→ **Texte à analyser**
————————

Alors que les derniers feux éditoriaux du bicentenaire napoléonien viennent de s’éteindre, voici une monographie régionale dont l’intérêt et la qualité méritent d’être saluées. Consacrée aux grognards des Deux-Sèvres, elle extirpe du néant certains des protagonistes les plus humbles et les plus anonymes des guerres du Premier Empire en tirant parti de la documentation rare et fugace représentée par leurs traces épistolaires. La démarche n’est pas inédite. Des recueils analogues ont déjà été publiés antérieurement. Mais l’approche adoptée par Laurent Delenne est différente.
Elle ne se limite pas à considérer les éléments de correspondance collectés comme de simples sources d’information. Replaçant leur témoignage dans son environnement, elle parvient à retracer la vie et le destin de chacun des auteurs de lettres, étudiés de façon approfondie sur le plan personnel. Le résultat de ce labeur monumental sollicitant toutes les ressources archivistiques est impressionnant d’exhaustivité. Le faisceau de biographies individuelles qui en résulte dessine un passionnant portrait collectif.
Ce résultat est l’aboutissement de quatorze ans de recherches effectuées par Laurent Delenne, agent des Archives départementales des Deux-Sèvres. Il a réuni un corpus de 110 missives émanant de grognards nés ou domiciliés dans ce département. Quelques-unes ont été préservées jusqu’à nos jours dans un contexte familial. Mais la plupart sont des vestiges archivés dans un cadre administratif ou juridique, à titre de preuve légale de la présence aux armées de leurs émetteurs.
Leur exploitation a donné lieu à un travail de collecte documentaire d’une envergure impressionnante. Il a fallu toute la patience et la méthode d’un archiviste expérimenté pour y aboutir. Des sources de tout ordre ont fait l’objet d’un dépouillement minutieux pour compléter l’enquête biographique sur leurs auteurs. Pour ce faire, les fonds militaires tant départementaux que nationaux, l’état-civil, la documentation judiciaire et successorale ont notamment été exploités. Le fruit de ce long effort est une synthèse très réussie, à la construction claire et didactique et d’une lecture agréable.

————————

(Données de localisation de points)
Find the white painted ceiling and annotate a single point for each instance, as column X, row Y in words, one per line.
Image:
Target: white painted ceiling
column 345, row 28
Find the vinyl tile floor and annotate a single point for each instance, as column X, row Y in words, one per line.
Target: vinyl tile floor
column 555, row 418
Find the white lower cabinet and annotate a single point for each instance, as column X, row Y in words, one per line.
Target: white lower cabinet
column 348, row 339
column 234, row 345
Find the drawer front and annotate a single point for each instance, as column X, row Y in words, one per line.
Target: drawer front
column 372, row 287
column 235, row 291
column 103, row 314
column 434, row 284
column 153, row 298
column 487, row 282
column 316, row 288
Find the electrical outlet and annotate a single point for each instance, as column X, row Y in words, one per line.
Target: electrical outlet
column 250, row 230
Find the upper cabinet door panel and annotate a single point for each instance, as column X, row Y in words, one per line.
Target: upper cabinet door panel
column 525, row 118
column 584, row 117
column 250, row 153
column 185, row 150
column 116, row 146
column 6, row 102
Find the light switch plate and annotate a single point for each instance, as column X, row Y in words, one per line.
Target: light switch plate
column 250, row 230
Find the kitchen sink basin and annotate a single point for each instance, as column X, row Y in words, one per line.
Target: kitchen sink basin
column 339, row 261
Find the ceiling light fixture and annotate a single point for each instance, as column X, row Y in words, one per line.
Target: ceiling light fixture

————————

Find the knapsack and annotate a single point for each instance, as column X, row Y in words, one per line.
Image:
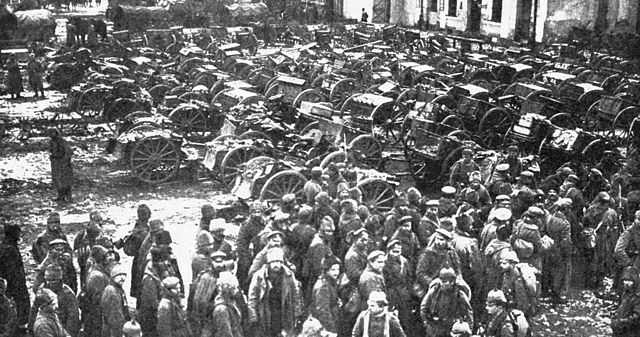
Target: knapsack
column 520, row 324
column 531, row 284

————————

→ **Consigne 1**
Recopiez tel quel, dans la recension sur les grognards des Deux-Sèvres, le passage qui débute par les mots contenant "Alors que les" et se termine par "Delenne est différente.".
→ **Consigne 2**
Veuillez poursuivre la recension sur les grognards des Deux-Sèvres à partir de l'endroit où elle s'arrête.

→ **Réponse attendue 1**
Alors que les derniers feux éditoriaux du bicentenaire napoléonien viennent de s’éteindre, voici une monographie régionale dont l’intérêt et la qualité méritent d’être saluées. Consacrée aux grognards des Deux-Sèvres, elle extirpe du néant certains des protagonistes les plus humbles et les plus anonymes des guerres du Premier Empire en tirant parti de la documentation rare et fugace représentée par leurs traces épistolaires. La démarche n’est pas inédite. Des recueils analogues ont déjà été publiés antérieurement. Mais l’approche adoptée par Laurent Delenne est différente.

→ **Réponse attendue 2**
Introduit par une présentation générale des modalités de l’application de la conscription dans les Deux-Sèvres, l’ouvrage est organisé de façon thématique. Il s’appuie sur un matériau épistolaire à la fois émouvant et ingrat, en raison d’un contenu relativement stéréotypé, au narratif assez pauvre en détails descriptifs. Le propos est centré sur les relations affectives, familiales et amicales, les besoin financiers et les conditions de vie matérielle des troupiers. Une obsession récurrente du prix des denrées (pain, viande, vin, bière, cidre…) semble universellement partagée. Sans doute est-ce là l’expression d’une comparaison avec les conditions de vie au pays natal qui est mesurable par tous.
Messages d’individus qui sont presque tous d’origine populaire ou du moins d’un milieu social modeste, ces courriers sont des « archives des gens simples » (Yves-Marie Bercé). Le plus grand nombre est issu du monde rural. La plupart sont très peu instruits (même si les membres de la minorité protestante le sont davantage que les autres) et beaucoup ont dû recourir à un truchement pour dicter leur courrier.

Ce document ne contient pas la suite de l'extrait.